Stored dataset items
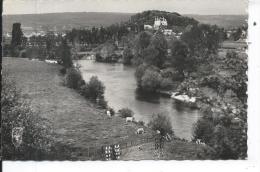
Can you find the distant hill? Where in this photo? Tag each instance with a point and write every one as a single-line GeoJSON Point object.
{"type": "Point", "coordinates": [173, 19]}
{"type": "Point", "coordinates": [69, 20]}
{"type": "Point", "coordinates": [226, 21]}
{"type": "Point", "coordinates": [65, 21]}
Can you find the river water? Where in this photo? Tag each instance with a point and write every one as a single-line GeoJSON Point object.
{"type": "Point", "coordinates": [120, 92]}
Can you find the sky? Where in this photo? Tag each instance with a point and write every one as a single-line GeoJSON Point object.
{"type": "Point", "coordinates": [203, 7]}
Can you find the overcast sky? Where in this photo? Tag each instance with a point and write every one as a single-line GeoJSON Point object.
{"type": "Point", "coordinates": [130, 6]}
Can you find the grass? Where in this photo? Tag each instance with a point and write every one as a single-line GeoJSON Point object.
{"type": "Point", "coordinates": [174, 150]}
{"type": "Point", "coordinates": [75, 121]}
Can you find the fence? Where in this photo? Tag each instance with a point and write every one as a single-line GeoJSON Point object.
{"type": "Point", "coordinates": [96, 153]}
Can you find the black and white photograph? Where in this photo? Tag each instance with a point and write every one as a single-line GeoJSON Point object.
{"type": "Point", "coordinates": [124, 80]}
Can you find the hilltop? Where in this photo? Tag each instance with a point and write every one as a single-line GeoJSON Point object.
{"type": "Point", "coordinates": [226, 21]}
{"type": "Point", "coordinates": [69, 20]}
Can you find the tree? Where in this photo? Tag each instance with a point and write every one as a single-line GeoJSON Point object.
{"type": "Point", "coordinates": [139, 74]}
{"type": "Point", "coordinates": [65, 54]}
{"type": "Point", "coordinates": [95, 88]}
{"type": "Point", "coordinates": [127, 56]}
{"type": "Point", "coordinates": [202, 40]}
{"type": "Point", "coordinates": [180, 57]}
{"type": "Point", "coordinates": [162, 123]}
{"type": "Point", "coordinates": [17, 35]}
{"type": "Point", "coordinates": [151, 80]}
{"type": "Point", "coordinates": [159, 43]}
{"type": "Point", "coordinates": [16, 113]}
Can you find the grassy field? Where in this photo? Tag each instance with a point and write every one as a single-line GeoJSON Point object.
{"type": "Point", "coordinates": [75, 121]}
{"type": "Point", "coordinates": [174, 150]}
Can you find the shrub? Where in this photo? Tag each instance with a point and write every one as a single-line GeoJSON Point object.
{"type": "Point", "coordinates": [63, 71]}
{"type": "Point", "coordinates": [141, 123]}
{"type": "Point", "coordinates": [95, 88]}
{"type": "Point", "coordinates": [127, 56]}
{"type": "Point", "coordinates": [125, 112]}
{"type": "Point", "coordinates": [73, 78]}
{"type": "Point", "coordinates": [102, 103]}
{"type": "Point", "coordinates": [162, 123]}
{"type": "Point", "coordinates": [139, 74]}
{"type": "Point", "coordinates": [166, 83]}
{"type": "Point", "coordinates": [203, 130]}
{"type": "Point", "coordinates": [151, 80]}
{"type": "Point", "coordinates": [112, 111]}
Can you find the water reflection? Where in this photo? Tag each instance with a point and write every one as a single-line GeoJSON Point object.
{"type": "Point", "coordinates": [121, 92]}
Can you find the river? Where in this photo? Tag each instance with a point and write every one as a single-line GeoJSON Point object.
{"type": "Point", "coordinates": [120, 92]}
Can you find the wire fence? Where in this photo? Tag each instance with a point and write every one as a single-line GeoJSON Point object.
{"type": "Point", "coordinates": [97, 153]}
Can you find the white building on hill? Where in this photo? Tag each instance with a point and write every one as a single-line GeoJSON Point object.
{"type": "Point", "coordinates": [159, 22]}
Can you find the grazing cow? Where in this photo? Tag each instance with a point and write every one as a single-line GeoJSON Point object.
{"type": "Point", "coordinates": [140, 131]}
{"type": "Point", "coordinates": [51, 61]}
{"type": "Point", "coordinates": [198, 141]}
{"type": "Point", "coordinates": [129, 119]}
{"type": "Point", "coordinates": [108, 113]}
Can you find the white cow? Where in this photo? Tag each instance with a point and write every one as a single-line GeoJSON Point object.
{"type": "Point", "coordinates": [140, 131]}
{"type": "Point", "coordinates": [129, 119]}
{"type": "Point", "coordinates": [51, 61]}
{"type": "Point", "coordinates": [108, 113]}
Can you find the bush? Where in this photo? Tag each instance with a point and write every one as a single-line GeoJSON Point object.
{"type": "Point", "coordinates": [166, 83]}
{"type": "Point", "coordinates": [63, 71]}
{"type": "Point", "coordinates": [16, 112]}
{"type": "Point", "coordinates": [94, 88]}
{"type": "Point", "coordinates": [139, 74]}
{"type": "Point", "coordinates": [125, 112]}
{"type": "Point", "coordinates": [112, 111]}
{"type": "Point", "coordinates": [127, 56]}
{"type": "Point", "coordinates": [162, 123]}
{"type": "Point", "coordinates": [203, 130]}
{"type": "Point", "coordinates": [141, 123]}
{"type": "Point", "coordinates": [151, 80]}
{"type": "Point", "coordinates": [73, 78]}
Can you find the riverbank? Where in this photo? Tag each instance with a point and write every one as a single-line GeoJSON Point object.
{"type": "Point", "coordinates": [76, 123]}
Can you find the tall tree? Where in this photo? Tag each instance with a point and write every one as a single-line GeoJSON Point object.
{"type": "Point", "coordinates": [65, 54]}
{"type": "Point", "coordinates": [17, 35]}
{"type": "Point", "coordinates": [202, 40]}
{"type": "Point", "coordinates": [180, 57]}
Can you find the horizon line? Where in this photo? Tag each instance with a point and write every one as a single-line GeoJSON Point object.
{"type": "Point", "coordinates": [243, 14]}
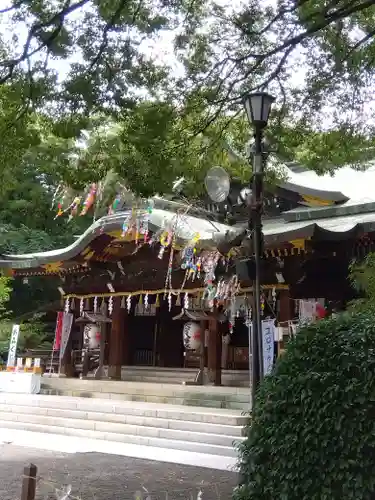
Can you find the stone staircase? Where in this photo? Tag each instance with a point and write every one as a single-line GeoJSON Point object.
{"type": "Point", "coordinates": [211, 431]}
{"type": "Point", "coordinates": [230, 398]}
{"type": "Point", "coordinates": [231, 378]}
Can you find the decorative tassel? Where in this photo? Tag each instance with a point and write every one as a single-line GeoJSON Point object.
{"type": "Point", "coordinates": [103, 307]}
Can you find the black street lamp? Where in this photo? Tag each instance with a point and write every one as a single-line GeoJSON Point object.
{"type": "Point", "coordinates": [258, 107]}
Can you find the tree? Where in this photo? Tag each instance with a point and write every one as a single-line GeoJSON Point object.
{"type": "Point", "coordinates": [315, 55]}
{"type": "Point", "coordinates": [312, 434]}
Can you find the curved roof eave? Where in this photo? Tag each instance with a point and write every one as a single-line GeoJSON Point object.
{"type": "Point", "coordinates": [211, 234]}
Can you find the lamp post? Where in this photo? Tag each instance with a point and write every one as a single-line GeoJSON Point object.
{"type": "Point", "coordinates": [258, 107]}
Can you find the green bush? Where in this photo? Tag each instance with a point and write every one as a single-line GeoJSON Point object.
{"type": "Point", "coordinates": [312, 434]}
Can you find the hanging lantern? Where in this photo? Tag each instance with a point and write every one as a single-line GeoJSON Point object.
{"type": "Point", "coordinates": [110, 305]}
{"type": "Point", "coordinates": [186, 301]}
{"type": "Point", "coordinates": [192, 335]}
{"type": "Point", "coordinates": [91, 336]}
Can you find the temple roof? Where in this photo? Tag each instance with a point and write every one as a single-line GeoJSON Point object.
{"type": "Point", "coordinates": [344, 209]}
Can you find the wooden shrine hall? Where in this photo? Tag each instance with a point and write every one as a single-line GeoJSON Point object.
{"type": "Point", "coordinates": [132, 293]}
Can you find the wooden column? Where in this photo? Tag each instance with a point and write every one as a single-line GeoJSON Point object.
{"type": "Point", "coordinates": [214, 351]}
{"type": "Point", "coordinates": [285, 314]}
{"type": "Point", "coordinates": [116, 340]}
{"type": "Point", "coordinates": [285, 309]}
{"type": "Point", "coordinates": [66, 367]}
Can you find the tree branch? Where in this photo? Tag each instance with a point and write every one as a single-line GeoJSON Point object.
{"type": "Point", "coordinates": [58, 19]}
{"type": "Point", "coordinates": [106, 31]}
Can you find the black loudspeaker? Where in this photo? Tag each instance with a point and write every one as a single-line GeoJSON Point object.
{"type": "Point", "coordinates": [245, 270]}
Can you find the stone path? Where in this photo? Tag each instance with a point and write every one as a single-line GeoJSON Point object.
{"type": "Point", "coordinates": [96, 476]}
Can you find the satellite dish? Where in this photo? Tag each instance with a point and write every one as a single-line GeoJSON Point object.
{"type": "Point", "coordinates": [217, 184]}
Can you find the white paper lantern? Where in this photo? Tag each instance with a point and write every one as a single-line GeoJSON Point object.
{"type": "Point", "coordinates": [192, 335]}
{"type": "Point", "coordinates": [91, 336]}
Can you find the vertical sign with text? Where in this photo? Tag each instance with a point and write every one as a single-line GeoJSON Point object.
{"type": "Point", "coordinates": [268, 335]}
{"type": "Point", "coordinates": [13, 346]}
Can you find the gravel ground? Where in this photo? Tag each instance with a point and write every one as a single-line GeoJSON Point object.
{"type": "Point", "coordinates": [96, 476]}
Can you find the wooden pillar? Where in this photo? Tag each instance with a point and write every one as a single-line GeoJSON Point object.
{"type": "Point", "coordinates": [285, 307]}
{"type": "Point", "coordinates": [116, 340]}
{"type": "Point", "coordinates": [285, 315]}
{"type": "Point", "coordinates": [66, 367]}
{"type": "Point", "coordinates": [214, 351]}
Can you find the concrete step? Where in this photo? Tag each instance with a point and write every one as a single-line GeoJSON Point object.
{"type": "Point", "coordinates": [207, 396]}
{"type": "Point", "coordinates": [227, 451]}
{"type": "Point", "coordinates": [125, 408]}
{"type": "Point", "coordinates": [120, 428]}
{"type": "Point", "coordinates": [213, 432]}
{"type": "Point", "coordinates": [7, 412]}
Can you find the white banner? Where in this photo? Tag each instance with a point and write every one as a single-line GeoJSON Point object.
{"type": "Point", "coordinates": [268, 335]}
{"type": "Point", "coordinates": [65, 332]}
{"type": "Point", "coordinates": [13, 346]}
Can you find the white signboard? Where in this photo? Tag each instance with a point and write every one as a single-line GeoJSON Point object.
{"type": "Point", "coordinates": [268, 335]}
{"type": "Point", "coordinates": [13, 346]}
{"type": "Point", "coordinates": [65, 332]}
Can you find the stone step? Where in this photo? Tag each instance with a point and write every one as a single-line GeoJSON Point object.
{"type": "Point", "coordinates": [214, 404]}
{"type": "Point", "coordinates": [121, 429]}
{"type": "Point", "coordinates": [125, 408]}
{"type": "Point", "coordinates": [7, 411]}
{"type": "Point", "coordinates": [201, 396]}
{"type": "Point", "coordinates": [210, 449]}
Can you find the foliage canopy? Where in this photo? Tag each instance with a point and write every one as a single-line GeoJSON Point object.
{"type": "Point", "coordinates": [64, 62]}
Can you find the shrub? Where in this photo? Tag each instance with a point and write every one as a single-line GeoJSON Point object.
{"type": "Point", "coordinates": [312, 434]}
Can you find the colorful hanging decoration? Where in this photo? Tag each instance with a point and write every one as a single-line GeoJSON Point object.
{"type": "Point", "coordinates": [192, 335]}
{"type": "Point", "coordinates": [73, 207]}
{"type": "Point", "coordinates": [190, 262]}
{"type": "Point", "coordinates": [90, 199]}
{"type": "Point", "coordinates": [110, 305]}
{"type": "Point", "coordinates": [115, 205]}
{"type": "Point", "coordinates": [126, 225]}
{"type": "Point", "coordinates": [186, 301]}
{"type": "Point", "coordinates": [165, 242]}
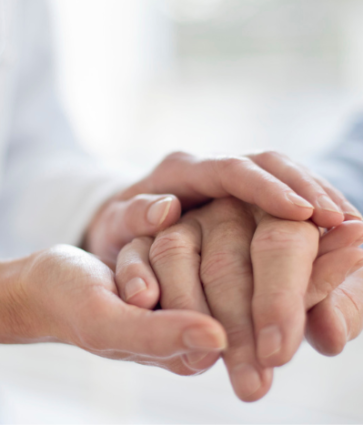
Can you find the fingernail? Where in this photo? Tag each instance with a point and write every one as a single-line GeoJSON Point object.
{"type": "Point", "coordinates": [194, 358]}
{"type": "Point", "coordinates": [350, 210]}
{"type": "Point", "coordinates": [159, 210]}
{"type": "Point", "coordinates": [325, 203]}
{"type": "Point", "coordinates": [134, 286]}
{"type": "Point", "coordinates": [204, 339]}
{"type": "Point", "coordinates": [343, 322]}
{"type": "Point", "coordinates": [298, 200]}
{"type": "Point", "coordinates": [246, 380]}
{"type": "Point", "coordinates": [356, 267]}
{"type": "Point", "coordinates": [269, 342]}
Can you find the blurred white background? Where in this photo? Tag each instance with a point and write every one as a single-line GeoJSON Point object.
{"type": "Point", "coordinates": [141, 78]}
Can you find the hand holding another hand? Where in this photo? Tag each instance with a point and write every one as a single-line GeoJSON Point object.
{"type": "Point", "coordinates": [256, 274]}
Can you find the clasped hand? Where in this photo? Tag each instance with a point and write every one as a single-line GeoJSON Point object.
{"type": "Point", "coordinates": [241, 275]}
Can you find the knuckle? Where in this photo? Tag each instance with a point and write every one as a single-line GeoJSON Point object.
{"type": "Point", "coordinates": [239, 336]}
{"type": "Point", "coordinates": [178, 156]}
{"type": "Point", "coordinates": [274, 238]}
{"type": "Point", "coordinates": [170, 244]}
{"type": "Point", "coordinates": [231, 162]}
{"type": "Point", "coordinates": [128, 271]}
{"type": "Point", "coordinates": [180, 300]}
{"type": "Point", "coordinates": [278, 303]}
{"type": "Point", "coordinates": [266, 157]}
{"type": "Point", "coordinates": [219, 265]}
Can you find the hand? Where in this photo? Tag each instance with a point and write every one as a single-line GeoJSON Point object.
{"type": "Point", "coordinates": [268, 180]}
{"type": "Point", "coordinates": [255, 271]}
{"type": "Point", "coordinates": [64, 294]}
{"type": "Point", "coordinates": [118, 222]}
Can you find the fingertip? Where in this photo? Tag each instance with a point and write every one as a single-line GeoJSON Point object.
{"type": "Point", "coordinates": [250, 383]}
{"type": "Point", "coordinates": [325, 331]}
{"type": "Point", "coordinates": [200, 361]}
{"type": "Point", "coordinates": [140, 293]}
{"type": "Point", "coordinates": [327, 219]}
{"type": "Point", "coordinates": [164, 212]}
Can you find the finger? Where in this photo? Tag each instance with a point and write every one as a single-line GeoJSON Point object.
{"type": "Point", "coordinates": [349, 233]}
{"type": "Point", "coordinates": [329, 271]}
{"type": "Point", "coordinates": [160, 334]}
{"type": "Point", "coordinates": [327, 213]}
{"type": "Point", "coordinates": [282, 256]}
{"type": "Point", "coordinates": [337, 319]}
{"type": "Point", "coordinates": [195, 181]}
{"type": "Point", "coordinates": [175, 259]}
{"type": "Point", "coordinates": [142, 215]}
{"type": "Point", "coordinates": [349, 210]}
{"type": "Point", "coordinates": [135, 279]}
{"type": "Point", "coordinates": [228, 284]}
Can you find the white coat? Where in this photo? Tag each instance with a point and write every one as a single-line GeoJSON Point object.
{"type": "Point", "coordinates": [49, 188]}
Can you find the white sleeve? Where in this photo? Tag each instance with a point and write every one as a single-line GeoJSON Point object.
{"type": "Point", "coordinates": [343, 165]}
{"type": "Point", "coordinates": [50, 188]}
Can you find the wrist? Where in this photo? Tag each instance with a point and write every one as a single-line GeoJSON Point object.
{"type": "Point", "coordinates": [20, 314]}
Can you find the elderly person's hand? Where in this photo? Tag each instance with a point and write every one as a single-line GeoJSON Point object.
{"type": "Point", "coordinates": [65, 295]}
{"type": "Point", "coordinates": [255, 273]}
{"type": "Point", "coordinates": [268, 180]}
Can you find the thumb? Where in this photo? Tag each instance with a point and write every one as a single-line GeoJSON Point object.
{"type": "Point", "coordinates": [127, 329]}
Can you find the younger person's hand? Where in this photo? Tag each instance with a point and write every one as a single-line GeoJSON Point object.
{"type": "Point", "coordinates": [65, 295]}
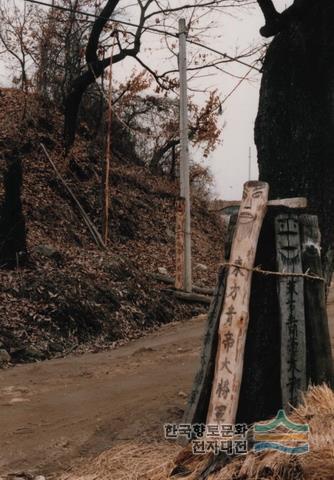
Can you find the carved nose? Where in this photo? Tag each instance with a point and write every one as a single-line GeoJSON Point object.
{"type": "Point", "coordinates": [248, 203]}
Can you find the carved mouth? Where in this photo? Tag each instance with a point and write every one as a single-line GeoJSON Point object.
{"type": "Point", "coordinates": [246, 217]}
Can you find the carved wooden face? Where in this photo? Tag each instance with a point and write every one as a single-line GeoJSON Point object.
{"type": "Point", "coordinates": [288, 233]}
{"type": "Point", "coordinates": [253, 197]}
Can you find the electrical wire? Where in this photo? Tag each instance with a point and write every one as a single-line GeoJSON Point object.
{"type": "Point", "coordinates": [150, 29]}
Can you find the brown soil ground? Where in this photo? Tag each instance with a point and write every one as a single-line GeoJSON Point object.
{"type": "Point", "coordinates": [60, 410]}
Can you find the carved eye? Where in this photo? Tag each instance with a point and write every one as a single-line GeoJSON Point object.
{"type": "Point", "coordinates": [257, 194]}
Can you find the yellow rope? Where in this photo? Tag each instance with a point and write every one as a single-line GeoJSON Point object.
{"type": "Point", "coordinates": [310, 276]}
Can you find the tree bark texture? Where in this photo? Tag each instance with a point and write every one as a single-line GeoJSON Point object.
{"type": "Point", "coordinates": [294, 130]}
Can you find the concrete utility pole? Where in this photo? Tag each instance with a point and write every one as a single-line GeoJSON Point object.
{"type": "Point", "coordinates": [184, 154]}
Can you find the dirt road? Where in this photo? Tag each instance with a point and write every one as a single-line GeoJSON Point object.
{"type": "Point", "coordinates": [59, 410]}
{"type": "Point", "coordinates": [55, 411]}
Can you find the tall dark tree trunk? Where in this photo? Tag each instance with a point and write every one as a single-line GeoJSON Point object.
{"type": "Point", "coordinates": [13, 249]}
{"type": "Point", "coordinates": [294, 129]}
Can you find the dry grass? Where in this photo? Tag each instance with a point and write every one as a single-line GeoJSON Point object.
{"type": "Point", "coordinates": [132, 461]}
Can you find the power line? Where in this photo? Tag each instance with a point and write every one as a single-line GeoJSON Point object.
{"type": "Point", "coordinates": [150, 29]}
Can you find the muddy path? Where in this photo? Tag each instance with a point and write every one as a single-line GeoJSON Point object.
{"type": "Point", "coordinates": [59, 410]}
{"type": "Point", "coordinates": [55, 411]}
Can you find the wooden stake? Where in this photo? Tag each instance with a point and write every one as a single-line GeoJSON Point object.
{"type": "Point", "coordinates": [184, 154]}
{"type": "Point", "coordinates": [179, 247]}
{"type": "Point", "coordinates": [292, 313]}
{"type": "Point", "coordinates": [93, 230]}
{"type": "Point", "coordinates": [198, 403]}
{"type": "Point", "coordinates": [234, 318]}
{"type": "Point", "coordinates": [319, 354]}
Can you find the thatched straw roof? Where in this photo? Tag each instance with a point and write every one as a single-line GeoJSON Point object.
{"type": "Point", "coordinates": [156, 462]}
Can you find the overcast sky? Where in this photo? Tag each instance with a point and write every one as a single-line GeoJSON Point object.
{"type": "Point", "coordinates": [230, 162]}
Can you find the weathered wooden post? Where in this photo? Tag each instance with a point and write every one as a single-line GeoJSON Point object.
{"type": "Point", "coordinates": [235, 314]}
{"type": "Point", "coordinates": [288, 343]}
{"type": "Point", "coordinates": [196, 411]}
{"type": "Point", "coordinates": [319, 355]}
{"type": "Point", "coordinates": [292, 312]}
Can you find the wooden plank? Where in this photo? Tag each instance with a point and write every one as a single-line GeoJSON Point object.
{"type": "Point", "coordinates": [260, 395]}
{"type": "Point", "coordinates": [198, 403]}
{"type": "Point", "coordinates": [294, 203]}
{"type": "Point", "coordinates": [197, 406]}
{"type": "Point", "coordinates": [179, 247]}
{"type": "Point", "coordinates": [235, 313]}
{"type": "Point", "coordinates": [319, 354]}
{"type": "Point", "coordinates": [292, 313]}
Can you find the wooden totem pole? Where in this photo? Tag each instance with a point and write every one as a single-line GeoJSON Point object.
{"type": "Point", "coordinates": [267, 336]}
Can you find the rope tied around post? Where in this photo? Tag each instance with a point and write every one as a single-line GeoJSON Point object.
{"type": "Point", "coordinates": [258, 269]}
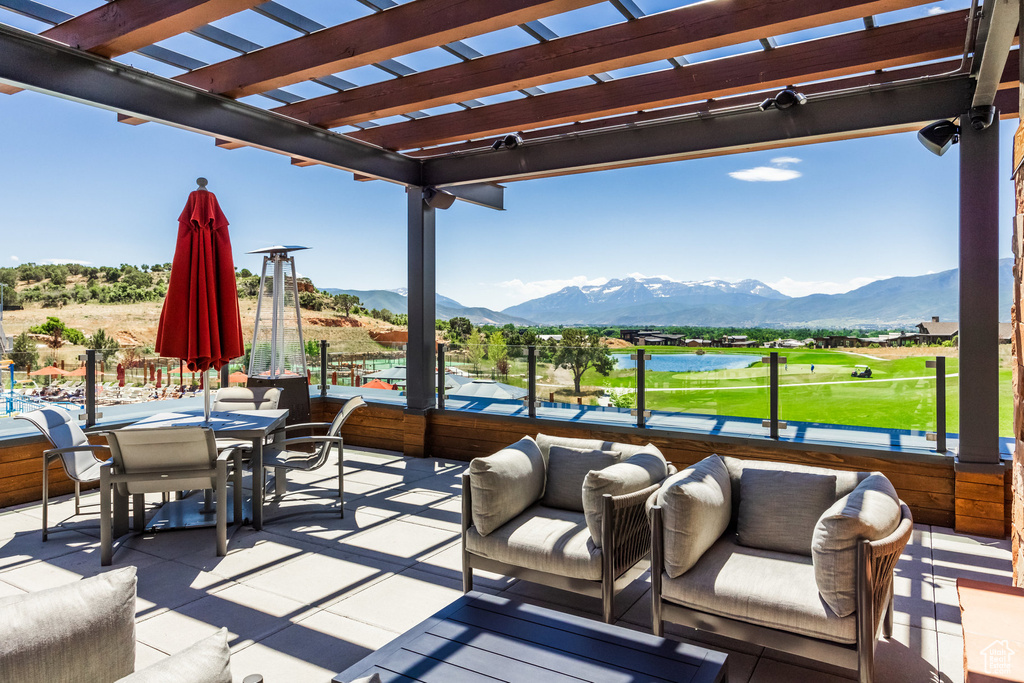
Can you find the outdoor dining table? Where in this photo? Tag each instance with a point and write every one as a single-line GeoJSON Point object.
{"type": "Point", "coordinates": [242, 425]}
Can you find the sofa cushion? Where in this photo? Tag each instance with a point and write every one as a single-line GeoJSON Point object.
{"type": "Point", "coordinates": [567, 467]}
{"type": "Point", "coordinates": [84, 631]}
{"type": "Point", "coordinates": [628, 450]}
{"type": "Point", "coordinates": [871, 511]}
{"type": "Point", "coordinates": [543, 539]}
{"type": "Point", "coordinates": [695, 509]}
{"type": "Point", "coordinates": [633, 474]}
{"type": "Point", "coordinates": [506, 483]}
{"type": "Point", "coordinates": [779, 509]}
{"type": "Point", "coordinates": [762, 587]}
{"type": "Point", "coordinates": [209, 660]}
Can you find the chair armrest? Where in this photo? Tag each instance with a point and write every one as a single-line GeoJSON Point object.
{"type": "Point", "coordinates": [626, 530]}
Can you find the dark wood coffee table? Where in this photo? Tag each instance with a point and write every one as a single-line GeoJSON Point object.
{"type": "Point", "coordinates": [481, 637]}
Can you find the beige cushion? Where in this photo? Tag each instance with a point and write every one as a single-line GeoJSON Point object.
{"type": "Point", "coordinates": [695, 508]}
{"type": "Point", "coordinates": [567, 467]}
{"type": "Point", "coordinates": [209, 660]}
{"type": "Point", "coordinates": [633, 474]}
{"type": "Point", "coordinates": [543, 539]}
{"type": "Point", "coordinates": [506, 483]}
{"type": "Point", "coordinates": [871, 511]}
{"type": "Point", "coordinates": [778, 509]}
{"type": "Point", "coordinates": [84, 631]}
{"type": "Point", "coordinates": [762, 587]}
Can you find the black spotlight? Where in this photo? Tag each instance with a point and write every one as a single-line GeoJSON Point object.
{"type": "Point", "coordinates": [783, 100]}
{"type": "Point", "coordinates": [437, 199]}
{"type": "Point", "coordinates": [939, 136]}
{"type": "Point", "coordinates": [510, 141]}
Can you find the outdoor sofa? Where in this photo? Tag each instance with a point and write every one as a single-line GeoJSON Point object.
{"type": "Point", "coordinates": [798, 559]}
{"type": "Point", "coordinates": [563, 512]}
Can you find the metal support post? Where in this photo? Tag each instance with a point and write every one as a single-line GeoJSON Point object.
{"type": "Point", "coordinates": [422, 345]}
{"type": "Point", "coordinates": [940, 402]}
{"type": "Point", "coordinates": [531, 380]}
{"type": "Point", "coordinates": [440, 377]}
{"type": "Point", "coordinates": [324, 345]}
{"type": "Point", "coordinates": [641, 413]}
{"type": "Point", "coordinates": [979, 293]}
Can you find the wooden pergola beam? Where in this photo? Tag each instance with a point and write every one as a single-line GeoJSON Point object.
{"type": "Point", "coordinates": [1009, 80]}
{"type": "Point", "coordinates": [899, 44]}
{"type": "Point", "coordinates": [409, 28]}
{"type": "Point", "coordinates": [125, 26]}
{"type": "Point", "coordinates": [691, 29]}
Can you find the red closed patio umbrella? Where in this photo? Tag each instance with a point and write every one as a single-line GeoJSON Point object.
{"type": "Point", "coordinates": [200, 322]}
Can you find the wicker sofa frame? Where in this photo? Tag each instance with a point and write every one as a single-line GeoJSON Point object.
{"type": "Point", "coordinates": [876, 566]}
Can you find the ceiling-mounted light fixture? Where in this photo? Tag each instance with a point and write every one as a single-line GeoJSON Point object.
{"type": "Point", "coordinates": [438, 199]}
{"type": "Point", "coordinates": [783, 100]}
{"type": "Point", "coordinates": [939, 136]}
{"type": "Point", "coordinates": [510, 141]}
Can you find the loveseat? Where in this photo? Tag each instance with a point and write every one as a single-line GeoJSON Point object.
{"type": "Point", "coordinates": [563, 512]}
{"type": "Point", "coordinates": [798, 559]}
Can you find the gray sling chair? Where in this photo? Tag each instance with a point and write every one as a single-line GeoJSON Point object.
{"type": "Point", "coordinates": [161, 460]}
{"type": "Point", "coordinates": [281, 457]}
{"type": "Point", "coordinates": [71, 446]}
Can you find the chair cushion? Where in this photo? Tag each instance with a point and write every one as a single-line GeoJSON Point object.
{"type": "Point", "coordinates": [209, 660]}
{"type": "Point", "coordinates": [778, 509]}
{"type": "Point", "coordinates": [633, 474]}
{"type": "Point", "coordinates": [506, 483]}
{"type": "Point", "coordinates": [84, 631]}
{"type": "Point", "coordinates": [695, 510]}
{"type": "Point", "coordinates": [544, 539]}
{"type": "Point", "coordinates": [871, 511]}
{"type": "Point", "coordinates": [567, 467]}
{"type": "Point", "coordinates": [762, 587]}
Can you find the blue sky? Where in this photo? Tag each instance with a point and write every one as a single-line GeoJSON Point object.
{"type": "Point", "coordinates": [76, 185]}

* **WHAT IS NEEDED**: Starting with the line that contains "Can you find the blue", return each line through the last one of the data above, exactly as written and nothing more.

* **THE ANSWER**:
Can you find the blue sky? Where in this photo? Tag each instance with a point and write every one as a single-line GeoJSON Point object.
{"type": "Point", "coordinates": [76, 185]}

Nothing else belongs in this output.